Natural language region descriptions
-------------------------

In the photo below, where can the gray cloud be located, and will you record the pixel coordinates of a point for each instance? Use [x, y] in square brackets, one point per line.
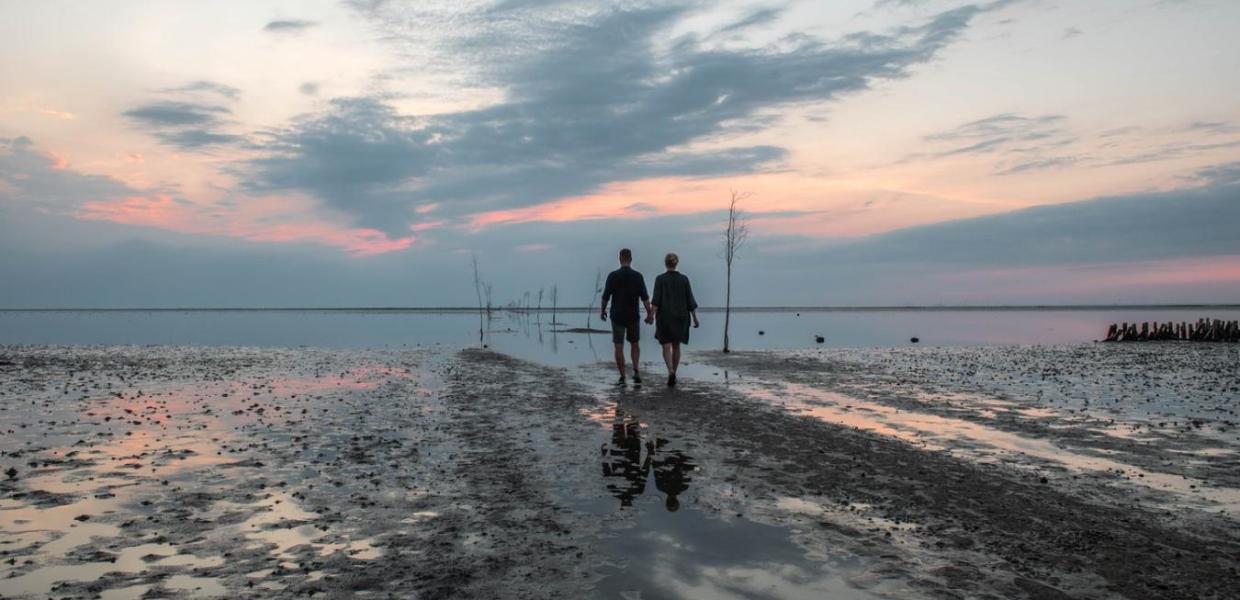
[754, 19]
[187, 124]
[206, 86]
[288, 26]
[1192, 222]
[1002, 129]
[169, 113]
[108, 264]
[624, 107]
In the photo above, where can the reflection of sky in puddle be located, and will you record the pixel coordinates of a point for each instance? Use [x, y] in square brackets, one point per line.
[158, 435]
[688, 554]
[129, 560]
[656, 548]
[943, 433]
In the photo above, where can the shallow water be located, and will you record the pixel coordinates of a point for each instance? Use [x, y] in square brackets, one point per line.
[535, 336]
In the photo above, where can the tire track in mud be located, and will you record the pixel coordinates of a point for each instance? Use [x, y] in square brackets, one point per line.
[513, 539]
[988, 522]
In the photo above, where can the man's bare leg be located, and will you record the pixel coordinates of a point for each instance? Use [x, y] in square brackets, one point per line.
[619, 355]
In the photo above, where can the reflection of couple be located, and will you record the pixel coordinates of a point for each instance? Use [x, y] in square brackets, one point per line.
[670, 310]
[624, 460]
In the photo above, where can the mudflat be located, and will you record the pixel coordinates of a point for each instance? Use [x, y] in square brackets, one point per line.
[1068, 471]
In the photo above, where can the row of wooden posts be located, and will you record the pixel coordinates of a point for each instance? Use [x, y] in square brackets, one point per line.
[1204, 330]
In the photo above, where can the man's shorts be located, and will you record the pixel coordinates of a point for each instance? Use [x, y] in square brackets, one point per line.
[625, 331]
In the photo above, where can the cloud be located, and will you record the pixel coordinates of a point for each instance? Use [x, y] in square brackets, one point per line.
[1192, 222]
[630, 104]
[754, 19]
[168, 113]
[35, 180]
[988, 134]
[210, 87]
[32, 179]
[187, 124]
[288, 26]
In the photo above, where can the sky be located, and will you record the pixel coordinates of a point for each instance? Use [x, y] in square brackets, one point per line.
[360, 153]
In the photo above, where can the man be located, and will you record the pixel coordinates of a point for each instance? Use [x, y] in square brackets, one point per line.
[625, 286]
[673, 305]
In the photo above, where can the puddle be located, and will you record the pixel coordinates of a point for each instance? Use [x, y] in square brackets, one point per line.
[659, 542]
[944, 433]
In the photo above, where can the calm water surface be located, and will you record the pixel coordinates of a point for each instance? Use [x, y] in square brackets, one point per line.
[535, 336]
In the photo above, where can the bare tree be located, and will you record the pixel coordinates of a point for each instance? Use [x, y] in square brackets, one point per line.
[594, 294]
[478, 289]
[733, 238]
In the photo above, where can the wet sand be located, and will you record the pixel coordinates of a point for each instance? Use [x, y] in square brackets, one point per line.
[1079, 471]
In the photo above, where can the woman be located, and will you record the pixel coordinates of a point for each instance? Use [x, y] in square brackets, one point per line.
[673, 305]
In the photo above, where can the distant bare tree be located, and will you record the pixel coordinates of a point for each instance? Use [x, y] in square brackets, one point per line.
[478, 289]
[594, 294]
[733, 238]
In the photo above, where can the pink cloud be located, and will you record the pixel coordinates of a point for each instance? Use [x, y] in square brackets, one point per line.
[1107, 277]
[814, 206]
[270, 222]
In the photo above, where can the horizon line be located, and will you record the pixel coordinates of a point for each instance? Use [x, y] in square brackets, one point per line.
[580, 309]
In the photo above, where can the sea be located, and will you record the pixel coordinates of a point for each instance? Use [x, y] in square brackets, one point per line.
[554, 337]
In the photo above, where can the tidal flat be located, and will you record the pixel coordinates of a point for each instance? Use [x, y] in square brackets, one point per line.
[1005, 471]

-------------------------

PROMPT => Repeat the records exactly but leave out the images.

YOUR SOLUTION =>
In the photo below, where can the gray cloud be located, and will you record the pixel coordinates of a point for each instance? Use [x, y] in square brackets, one point per line.
[754, 19]
[187, 124]
[206, 86]
[288, 26]
[1192, 222]
[1002, 129]
[169, 113]
[108, 264]
[624, 107]
In the photo above, where can the reflection of sky in puddle be located, and will you record the pixel coordinates of a point for each instance? Use [x, y] in square brackets, one point per line.
[158, 435]
[688, 554]
[129, 560]
[656, 548]
[943, 433]
In the photo above, where can the shallow water be located, and will you record the pixel coordinates of a point for each instance? Use [x, y] in square brackets, one point per line.
[535, 336]
In the photo above, where can the tire track in mud be located, and will you record the pixel coordinates of a point for each instance? Use [x, y] in square brackets, one point per line.
[513, 539]
[988, 522]
In the photo above, where can the man's bare leg be located, and will you record the pixel coordinates of a point for each instance? Use [x, y] in square brackets, one point per line.
[619, 355]
In the photo above, where can the reflection of couple be located, and will you record the pixel coordinates of a point for each instance? Use [x, y] in square brackets, one point per line.
[670, 310]
[624, 460]
In the photo above, where can the mudflat be located, and will you record the pixel coordinates of a point for each instance? Use [x, y] in square brackets, one point per line.
[1068, 471]
In the photo above, where can the row of wooden posts be located, and will you record the pixel coordinates of a point for each instance? Use [x, y] in square brackets, one point per line.
[1204, 330]
In the photo above, where can the man's shorts be located, and will you record the pixel coordinates of a point for each instance? Use [x, y] in square brackets, one point per line.
[625, 331]
In the photo above, where can the cloud be located, and will you record the pixel coordinates of a point for each instance? Use [x, y] in square brackets, one point per line.
[1192, 222]
[630, 104]
[754, 19]
[168, 113]
[35, 180]
[988, 134]
[210, 87]
[32, 179]
[187, 124]
[288, 26]
In the photo above, where can the sky be located, and will you record the pixel coordinates of a point for each instance? Use [x, y] in square brackets, one point per line.
[360, 153]
In the photo above, where can the man be located, and will you record the pixel coordinates of a point for each instance? Use [x, y] in square brackets, one point per line.
[625, 286]
[673, 305]
In the photo above, where can the puddle be located, and will you record the pixel coordinates of a point for each instance? Use [x, y] in square brackets, one point per line.
[659, 542]
[944, 433]
In the photo above, where can the calm water surface be located, and will you record the pixel coordinates of a point for each instance? Use [x, y] in square brackets, one point per line.
[535, 336]
In the photo above, where can the bare tree be located, and will you record the pixel coordinates of a point for each instance? Use [x, y] in square brackets, one point per line.
[594, 294]
[478, 289]
[733, 238]
In the photo above, where can the wet sand be located, and will you record the pixel coordinates of a point for each instance? Use [x, y] in square brackets, one point per line.
[1079, 471]
In the photo above, where can the woman be located, and will you record the pixel coordinates of a point for each instance? Use [x, y] in square brackets, one point per line.
[673, 305]
In the photo above, where can the distant bare tree be located, and will you record the pixel coordinates of a point for each instance? Use [x, y] in square brackets, one point per line.
[478, 289]
[594, 294]
[733, 238]
In the photo above, where can the pink cloud be located, and will you record the pixel coordinates of a point for each instance? Use [x, y] in square brackets, one point per line.
[1107, 277]
[814, 206]
[270, 222]
In the photo above, where can the horizon line be located, and will you record the pixel coordinates of a point for each instance? Use [x, y] in square brackets, one point per line.
[580, 309]
In the photo above, where can the sea be located, and will you record the pixel coordinates of a point for each instance? Use [x, y] in square brackets, one point per line.
[554, 337]
In the photo above, where can the tidal flat be located, and will you record the pixel coordinates of a point for each instance? Use [x, y] in square brackets, one point per line.
[1005, 471]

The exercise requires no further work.